2007-01-02 23:36:01

by Dave Jones

[permalink] [raw]
Subject: Shrink the held_lock struct by using bitfields.

Shrink the held_lock struct by using bitfields.
This shrinks task_struct on lockdep enabled kernels by 480 bytes.

Signed-off-by: Dave Jones <[email protected]>

diff --git a/include/linux/lockdep.h b/include/linux/lockdep.h
index ea097dd..ba81cce 100644
--- a/include/linux/lockdep.h
+++ b/include/linux/lockdep.h
@@ -175,11 +175,11 @@ struct held_lock {
* The following field is used to detect when we cross into an
* interrupt context:
*/
- int irq_context;
- int trylock;
- int read;
- int check;
- int hardirqs_off;
+ unsigned char irq_context:1;
+ unsigned char trylock:1;
+ unsigned char read:1;
+ unsigned char check:1;
+ unsigned char hardirqs_off:1;
};

/*

--
http://www.codemonkey.org.uk


2007-01-02 23:38:32

by Dave Jones

[permalink] [raw]
Subject: Re: Shrink the held_lock struct by using bitfields.

On Tue, Jan 02, 2007 at 06:35:58PM -0500, Dave Jones wrote:

Sent the wrong diff. Here's the fixed version...



Shrink the held_lock struct by using bitfields.
This shrinks task_struct on lockdep enabled kernels by 480 bytes.

Signed-off-by: Dave Jones <[email protected]>

diff --git a/include/linux/lockdep.h b/include/linux/lockdep.h
index ea097dd..ba81cce 100644
--- a/include/linux/lockdep.h
+++ b/include/linux/lockdep.h
@@ -175,11 +175,11 @@ struct held_lock {
* The following field is used to detect when we cross into an
* interrupt context:
*/
- int irq_context;
- int trylock;
- int read;
- int check;
- int hardirqs_off;
+ unsigned char irq_context:1;
+ unsigned char trylock:1;
+ unsigned char read:2;
+ unsigned char check:1;
+ unsigned char hardirqs_off:1;
};

/*

--
http://www.codemonkey.org.uk

2007-01-03 00:52:15

by Bodo Eggert

[permalink] [raw]
Subject: Re: Shrink the held_lock struct by using bitfields.

Dave Jones <[email protected]> wrote:

> Shrink the held_lock struct by using bitfields.
> This shrinks task_struct on lockdep enabled kernels by 480 bytes.

> * The following field is used to detect when we cross into an
> * interrupt context:
> */
> - int irq_context;
[...]
> + unsigned char irq_context:1;
[...]

Can these fields be set by concurrent processes, e.g.:
CPU0 CPU1
load flags
load flags
flip bit
store
flip bit
store

?
--
Ich danke GMX daf?r, die Verwendung meiner Adressen mittels per SPF
verbreiteten L?gen zu sabotieren.

■ ■ ■ ■ ■

# Do this:
List every field of the held_lock struct whose type the patch in the kernel mailing-list thread above changes from int.

■ ■ ■ ■ ■

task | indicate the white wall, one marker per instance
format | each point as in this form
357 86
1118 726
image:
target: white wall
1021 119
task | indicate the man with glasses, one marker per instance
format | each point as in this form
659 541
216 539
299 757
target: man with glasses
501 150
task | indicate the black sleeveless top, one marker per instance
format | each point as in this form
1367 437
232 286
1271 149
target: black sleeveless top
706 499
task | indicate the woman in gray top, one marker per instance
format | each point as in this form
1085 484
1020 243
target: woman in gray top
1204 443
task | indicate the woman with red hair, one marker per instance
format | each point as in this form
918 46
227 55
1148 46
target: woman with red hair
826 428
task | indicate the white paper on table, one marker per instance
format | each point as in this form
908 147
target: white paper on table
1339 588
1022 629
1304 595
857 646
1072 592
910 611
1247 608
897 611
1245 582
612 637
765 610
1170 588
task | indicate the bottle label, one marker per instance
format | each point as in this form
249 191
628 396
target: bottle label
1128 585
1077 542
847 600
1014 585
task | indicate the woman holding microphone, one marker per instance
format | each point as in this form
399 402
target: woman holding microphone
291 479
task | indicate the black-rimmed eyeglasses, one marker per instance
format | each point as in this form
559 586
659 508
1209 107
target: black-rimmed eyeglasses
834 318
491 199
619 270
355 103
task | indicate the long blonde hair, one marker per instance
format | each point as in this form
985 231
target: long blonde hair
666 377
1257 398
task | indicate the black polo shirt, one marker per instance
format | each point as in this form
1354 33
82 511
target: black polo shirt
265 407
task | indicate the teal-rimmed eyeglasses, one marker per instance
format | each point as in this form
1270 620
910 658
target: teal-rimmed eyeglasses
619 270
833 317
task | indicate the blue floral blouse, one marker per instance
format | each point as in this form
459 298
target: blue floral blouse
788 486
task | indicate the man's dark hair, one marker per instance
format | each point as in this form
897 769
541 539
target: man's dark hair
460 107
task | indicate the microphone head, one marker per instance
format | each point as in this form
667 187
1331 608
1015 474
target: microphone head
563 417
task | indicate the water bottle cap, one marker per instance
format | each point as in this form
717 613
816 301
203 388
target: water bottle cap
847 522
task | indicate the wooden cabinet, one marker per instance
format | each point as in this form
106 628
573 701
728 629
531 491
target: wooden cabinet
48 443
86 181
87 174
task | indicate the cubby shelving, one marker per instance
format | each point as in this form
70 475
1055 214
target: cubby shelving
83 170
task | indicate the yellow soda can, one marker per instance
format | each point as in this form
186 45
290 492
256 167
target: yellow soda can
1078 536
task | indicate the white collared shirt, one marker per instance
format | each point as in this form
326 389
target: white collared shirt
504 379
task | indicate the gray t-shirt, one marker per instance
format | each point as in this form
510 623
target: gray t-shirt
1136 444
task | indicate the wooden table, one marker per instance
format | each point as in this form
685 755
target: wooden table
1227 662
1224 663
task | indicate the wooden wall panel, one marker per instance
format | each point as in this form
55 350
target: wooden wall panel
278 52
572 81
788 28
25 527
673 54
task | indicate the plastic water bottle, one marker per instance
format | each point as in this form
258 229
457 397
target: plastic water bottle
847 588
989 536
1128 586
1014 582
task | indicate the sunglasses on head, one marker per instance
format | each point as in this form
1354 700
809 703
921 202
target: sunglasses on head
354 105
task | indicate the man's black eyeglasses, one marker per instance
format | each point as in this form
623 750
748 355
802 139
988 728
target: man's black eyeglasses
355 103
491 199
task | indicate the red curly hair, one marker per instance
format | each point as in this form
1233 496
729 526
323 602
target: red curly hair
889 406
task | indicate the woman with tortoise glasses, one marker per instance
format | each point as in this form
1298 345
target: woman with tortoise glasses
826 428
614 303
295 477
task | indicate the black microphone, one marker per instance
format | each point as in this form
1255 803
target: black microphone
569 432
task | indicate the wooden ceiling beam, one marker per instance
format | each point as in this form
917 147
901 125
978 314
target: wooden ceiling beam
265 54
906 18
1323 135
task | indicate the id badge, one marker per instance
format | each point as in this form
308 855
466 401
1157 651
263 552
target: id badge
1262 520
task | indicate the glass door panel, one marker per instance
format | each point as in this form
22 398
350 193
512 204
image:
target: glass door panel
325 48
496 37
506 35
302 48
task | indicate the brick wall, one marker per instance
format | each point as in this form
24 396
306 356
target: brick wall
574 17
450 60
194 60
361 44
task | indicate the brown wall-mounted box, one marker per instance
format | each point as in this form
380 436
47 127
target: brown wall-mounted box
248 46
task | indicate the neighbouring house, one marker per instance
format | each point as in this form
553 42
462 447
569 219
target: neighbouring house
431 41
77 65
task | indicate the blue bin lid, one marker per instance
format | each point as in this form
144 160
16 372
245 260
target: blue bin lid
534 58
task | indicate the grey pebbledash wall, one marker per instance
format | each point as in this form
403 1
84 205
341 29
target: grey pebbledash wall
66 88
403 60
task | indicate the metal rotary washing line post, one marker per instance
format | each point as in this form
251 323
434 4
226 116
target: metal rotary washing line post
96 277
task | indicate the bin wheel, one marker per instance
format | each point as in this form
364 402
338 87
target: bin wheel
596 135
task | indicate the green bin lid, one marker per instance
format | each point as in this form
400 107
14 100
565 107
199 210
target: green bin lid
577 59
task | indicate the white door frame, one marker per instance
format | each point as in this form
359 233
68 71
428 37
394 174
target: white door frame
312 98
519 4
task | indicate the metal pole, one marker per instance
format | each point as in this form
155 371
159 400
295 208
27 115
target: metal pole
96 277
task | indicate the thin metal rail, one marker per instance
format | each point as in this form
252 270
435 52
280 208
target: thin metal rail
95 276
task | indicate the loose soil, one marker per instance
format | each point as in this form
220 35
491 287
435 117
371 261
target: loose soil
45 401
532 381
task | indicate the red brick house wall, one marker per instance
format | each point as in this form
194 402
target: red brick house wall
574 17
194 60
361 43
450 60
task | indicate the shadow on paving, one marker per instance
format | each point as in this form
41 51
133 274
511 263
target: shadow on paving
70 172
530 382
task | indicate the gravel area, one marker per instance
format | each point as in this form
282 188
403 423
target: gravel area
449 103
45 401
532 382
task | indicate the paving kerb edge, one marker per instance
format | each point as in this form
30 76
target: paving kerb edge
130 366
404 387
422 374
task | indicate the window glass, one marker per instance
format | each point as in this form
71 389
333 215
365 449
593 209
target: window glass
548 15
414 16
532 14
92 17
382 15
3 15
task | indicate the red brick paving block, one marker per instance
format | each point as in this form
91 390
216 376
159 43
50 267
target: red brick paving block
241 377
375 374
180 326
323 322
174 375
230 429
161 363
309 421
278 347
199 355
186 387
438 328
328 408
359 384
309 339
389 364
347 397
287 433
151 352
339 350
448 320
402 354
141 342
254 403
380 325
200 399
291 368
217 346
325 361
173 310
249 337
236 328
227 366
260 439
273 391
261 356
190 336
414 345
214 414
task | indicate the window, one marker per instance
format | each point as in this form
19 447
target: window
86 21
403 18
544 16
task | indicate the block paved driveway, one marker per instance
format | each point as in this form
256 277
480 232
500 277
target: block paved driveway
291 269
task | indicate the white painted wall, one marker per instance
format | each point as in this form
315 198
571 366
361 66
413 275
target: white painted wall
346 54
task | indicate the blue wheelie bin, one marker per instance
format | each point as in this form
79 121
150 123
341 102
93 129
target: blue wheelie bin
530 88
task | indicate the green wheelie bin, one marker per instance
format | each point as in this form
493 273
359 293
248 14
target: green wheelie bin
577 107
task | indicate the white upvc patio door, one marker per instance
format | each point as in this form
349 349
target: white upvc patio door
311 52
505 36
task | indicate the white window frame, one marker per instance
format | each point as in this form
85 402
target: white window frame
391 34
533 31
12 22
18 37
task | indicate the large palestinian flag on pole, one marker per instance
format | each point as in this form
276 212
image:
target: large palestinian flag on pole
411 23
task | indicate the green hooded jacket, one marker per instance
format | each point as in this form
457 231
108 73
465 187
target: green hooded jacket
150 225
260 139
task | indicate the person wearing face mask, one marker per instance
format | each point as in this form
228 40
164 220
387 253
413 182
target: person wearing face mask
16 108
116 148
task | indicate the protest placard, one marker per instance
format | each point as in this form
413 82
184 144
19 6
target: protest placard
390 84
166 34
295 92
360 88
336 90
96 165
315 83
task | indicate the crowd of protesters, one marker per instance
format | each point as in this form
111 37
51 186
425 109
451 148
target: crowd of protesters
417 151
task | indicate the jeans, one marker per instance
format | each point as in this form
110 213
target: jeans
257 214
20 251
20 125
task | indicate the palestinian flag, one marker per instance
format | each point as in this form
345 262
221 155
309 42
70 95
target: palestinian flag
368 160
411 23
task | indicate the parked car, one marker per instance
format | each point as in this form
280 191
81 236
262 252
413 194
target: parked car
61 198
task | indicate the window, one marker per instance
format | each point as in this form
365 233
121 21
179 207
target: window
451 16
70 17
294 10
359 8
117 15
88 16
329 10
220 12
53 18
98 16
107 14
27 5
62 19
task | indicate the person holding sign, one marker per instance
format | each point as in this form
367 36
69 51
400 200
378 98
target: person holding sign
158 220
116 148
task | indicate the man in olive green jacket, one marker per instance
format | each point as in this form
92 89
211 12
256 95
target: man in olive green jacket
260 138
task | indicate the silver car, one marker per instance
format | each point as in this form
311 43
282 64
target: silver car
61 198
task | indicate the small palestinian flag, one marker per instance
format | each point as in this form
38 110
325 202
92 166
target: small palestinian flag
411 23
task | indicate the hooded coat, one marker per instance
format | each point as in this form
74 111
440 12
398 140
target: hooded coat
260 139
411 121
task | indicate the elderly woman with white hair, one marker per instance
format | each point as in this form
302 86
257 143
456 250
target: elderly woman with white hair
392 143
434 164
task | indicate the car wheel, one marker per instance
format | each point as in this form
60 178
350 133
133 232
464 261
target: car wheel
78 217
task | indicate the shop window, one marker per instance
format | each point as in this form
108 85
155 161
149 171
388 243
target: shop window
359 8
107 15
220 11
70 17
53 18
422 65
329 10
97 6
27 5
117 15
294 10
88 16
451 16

■ ■ ■ ■ ■

# Reply:
irq_context, trylock, read, check, hardirqs_off